What the task requires: Copy exactly the lines of the records below, and only those lines, beginning with the line that contains "Target: silver suv" and ending with the line that contains "else: point(779, 297).".
====== Records supplied
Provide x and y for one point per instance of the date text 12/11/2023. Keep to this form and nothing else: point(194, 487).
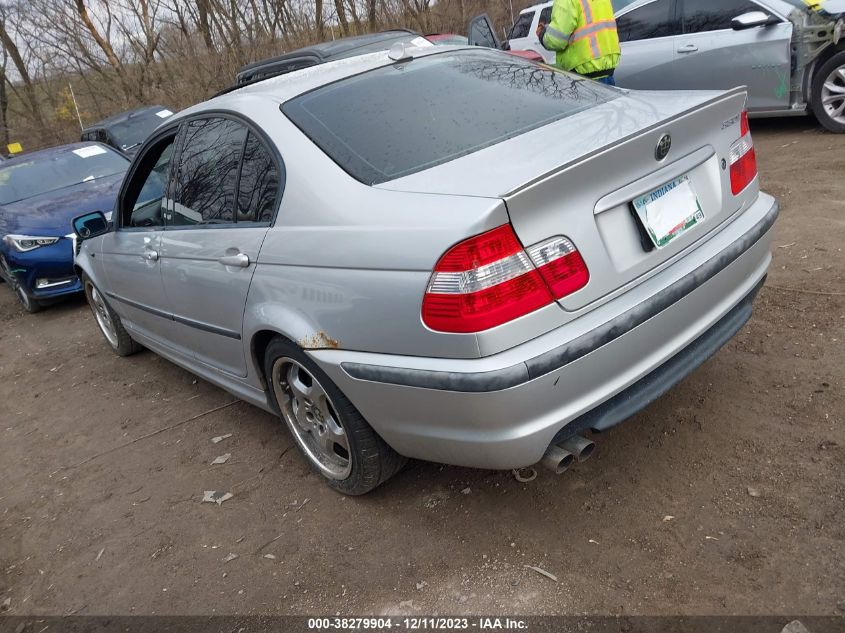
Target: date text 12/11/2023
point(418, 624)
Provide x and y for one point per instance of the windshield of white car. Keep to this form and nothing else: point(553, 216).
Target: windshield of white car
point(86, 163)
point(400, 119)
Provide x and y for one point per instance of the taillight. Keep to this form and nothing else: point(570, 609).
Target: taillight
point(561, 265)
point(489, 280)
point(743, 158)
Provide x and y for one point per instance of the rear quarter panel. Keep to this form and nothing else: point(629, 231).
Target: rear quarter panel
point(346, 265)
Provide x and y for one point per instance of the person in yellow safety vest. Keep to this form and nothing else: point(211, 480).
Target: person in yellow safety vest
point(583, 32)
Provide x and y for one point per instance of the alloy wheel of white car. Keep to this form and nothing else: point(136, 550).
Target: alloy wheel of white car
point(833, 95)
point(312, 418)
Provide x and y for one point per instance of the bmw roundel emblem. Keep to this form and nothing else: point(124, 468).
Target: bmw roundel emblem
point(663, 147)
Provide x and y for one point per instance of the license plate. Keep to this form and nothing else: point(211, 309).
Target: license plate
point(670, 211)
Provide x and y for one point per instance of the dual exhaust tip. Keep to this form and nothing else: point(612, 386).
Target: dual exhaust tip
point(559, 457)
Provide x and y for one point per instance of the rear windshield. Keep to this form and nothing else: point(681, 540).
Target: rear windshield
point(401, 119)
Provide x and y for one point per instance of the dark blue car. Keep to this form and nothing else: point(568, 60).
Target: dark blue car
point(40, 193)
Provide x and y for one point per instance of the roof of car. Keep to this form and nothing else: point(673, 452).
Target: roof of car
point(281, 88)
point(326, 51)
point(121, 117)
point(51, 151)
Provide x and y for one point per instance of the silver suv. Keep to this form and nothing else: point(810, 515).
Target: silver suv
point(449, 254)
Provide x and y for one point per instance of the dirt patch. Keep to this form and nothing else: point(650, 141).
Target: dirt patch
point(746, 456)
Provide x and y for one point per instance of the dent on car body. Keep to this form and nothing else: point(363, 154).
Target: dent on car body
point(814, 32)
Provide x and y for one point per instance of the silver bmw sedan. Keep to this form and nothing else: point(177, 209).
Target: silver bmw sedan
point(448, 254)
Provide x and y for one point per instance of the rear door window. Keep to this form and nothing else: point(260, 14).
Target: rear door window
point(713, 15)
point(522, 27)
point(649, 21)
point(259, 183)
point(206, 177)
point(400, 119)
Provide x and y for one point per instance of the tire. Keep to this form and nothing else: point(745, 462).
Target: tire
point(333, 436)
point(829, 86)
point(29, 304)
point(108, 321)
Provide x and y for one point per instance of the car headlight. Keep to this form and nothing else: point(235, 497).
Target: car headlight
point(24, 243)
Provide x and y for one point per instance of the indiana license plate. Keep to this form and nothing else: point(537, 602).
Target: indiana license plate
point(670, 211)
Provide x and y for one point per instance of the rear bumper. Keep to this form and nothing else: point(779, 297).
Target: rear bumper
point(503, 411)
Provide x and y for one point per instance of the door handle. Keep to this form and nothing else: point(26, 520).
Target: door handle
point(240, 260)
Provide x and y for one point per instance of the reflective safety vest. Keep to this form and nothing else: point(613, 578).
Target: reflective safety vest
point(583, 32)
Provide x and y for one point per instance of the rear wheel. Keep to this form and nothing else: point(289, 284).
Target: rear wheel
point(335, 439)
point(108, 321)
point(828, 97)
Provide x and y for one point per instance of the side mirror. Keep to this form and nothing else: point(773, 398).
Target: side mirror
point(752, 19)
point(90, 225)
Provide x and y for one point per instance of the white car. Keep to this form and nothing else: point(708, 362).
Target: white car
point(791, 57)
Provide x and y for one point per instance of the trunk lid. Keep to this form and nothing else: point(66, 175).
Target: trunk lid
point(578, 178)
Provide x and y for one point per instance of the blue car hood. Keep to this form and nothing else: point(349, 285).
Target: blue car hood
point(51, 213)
============
Result of this task:
Target: silver suv
point(449, 254)
Provide x and y for one point per instance of the dirt patch. Keep to this form and nothing else: point(650, 141).
Target: dirt patch
point(746, 456)
Provide x and y for one point per instance of the dent on car body. Keep to this form and nothing else: point(363, 154).
Target: dent on car body
point(814, 32)
Provide x and y for one point per instance of the silver bmw sedan. Keep to this form and nothing else: point(177, 209).
Target: silver bmw sedan
point(448, 254)
Provide x and y for one point per instance of the rear door window. Keep to this form and nothing else: point(260, 14).
Target: rear door window
point(713, 15)
point(522, 27)
point(649, 21)
point(259, 183)
point(206, 177)
point(400, 119)
Provide x and y for one point per instance of the tire. Keep to this form and nothing else: point(745, 462).
Target: tire
point(333, 436)
point(829, 86)
point(29, 304)
point(108, 321)
Provide x and y for one point per instance of the car headlight. Keep to this form and nothing else: point(235, 497).
Target: car headlight
point(24, 243)
Provide x and y for one point per instance of the indiana license plate. Keep to this form and nothing else: point(537, 602).
Target: indiana license plate
point(670, 211)
Provide x and y for one point per instance of the rear bumper. Keep to this form and nothing else: point(779, 297).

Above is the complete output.